Source excerpt:
* * *

Realizing that this had been going on for a little while and feeling kind of bad, I started working him in my hand. I moved him to the seat and went down on him again. He seemed to be having a ton of fun, moaning my name and whispering to me how great it was. Well, I obviously knew that but my mouth was full so I didn't thank him. Once he was done, he kissed me on the cheek. 

Feeling a bit lazy, we fell back into the seats for a bit. He came closer to me, sat on the floor, and started lightly scratching my leg. This is one of my absolute favorite things—plus two for Kevin—so I was pretty blissful. 

Somehow the topic of sex came up, and I laughed, being truthful with him about the last time I had *good* sex, which was about two years ago. Every time I think about it, I realize that its exponentially worse and it sucks. He looked at me like I was insane, and we both cracked up. "I cannot believe you haven't had a good orgasm in that long," he sympathized. He understood and respected that sex is a relatively special thing for me. 

Kevin kept scratching my leg in the silence, but started to rub my thigh and work his way in between my legs. Round 2, yay! 

As we are working each other he tells me, "I just want you so badly. I want you to feel what you've been missing for so long." I definitely felt better knowing that he understood how I feel about sex, and was totally going to give in.

I laughed at him, "I was going to be strong!" 

"I really don't want to pressure you, but why be strong when you can have fun?" Touché. 

"Okay, let's go!" He hesitated, so I told him to get the show on the road.

As he found that pesky box, he told me, "This won't be a one time thing." Not exactly sure what that means either, and I am trying not to overthink it (yeah right).

In about two seconds, I was literally screaming. Once we were done, I laid out. "I told you it would be quick," he smirked, "how do you feel?"

"I think I'm dead," was all I could muster.

Once we started getting extra sleepy, we called it a night. I thanked him immensely, and we agreed that it's definitely happening again. 

Wednesday, September 17, 2014

I Mean, This is the First Time We've Kissed

Sometime last week, I was surfing with my dad at our local spot. He taught me how to surf when I was little, and now, as an incoming second year in college, our surf sessions are less frequent. I've been trying to make the most of our time together, especially since I move into my new apartment next week. 

My dad and I were sharing waves with each other (even though we were definitely hogging a ton that come in), so I had a giant smile plastered onto my face. Basically, when the water is warm, and the waves are fun, I act like a little ball of sunshine. The ocean truly is my happy place, and I'm a total fish out-of-water.


I was paddling back out after a fun one and recognized a guy who was a year older than me in high school. To be honest, I see him around pretty often, but have never taken the initiative to introduce myself. Once you get to know me, I'd say I'm pretty open and laid-back, but throw a cute, semi-stranger in the mix and I forget how to speak English. Thankfully, I was surfing good and feeling really confident so I smiled at him. We both waved and he initiated conversation.

* * *

Extracted records:
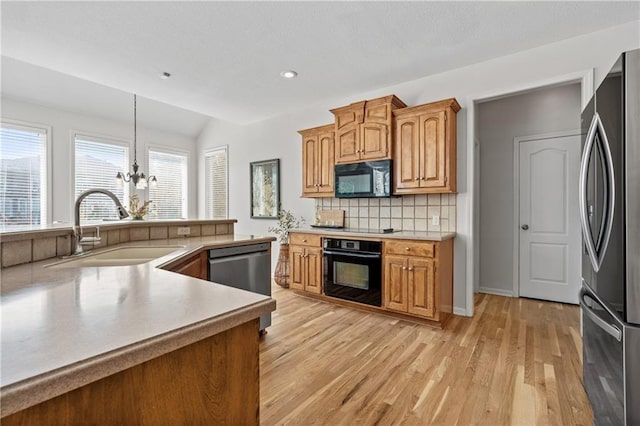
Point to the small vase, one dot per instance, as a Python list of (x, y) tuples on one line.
[(281, 275)]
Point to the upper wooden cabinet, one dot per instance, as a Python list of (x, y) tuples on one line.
[(363, 130), (425, 148), (317, 161)]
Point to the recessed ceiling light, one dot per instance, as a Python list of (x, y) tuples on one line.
[(289, 74)]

* * *

Instruction A: Translate into Spanish this sentence from the source excerpt: "Sometime last week, I was surfing with my dad at our local spot."
Instruction B: Print the passage of the source excerpt that begins at the words "Wednesday, September 17, 2014" and stops after the words "total fish out-of-water.", reproducing it character for character.

Full solution A: En algún momento de la semana pasada, estaba surfeando con mi papá en nuestro lugar de siempre.

Full solution B:
Wednesday, September 17, 2014

I Mean, This is the First Time We've Kissed

Sometime last week, I was surfing with my dad at our local spot. He taught me how to surf when I was little, and now, as an incoming second year in college, our surf sessions are less frequent. I've been trying to make the most of our time together, especially since I move into my new apartment next week. 

My dad and I were sharing waves with each other (even though we were definitely hogging a ton that come in), so I had a giant smile plastered onto my face. Basically, when the water is warm, and the waves are fun, I act like a little ball of sunshine. The ocean truly is my happy place, and I'm a total fish out-of-water.